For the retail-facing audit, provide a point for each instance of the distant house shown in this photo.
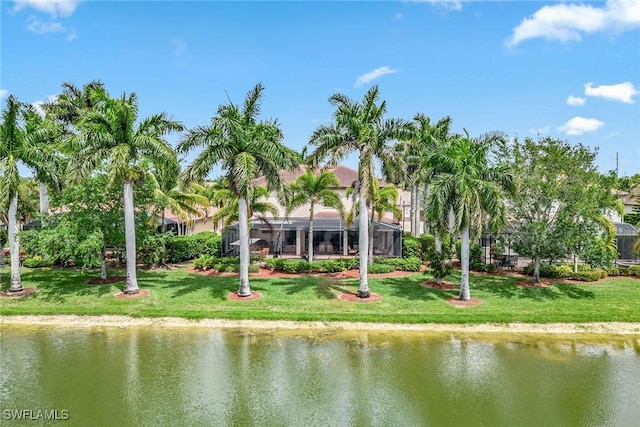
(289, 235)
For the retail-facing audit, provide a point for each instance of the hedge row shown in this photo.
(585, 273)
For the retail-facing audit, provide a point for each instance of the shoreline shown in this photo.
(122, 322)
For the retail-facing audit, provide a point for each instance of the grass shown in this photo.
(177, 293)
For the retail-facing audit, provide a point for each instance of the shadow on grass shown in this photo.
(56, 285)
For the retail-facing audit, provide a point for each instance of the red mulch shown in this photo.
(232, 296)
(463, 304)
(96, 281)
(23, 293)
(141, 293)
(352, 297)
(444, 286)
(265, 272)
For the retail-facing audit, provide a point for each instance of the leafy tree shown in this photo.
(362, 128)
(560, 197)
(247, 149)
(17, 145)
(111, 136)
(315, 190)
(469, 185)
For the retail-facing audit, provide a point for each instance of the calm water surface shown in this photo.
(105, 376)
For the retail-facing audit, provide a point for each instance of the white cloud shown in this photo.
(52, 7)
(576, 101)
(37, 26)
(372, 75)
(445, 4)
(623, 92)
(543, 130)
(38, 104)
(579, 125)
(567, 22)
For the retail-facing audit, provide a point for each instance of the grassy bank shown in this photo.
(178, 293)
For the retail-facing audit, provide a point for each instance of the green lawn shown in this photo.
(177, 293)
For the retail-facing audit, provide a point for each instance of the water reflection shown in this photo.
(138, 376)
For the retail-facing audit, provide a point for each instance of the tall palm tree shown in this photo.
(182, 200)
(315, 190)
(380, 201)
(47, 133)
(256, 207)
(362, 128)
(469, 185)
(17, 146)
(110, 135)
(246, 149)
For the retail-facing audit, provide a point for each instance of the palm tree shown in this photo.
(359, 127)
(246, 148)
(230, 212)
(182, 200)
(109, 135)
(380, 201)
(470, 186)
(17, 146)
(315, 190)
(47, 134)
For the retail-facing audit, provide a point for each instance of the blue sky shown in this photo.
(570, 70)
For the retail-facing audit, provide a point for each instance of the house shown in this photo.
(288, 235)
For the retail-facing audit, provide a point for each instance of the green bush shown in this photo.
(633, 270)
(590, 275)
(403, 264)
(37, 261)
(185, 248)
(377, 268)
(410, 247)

—————

Rewrite all the rows above, putting "inventory review" wherever "retail-facing audit" appears and keeping everything else the same. Omit the pictures from your answer.

_Output below:_
For the inventory review, provide a point for each instance of the distant house shown in this photo.
(289, 235)
For the inventory review, provide a point for each instance of the hedge row shown in this photo.
(585, 273)
For the inventory review, provide a point for each instance of the shoreline shown in this photo.
(122, 322)
For the inventory review, provide a point for each instance of the grass shown in this photo.
(177, 293)
For the inventory review, provide a point for each instance of the shadow on grass shown in this photo.
(56, 285)
For the inventory review, provide a point for each instance of the red mulch shown in this photo.
(232, 296)
(463, 304)
(96, 281)
(23, 293)
(141, 293)
(352, 297)
(444, 286)
(265, 272)
For the inventory review, provide a point for each instance of the leafy tree shown in this photo.
(362, 128)
(560, 197)
(247, 149)
(17, 145)
(111, 136)
(315, 190)
(469, 185)
For the inventory review, provide a point for each instance of the calm water surface shown in this photo.
(105, 376)
For the inventory review, provide a point for each instance of the white cloud shown in this photo.
(52, 7)
(576, 101)
(37, 26)
(372, 75)
(445, 4)
(623, 92)
(543, 130)
(38, 104)
(579, 125)
(567, 22)
For the inventory review, provide a point for each instance of the grassy bank shown in this photo.
(178, 293)
For the inventory review, provide a point for each instance of the green lawn shown in this photo.
(177, 293)
For the inventory review, provide a point for each instance of the water reflection shown in this photo.
(138, 376)
For the inventory review, provide a point for each instance of the tall palm tree shown in this photo.
(182, 200)
(315, 190)
(380, 201)
(47, 133)
(256, 207)
(362, 128)
(469, 185)
(17, 146)
(110, 135)
(246, 149)
For the inventory review, provide a point for each instance of the palm tree shown in this photo.
(359, 127)
(246, 148)
(230, 212)
(182, 200)
(109, 135)
(380, 201)
(470, 186)
(17, 146)
(315, 190)
(47, 134)
For the inventory review, provide a point for each instance of the blue sky shown in this photo.
(570, 70)
For the inventory review, provide a point for each instance of the house shown in this photo.
(288, 235)
For the inventory review, provide a point for each instance of the green bush shown in this photo.
(633, 270)
(590, 275)
(403, 264)
(37, 261)
(185, 248)
(377, 268)
(410, 247)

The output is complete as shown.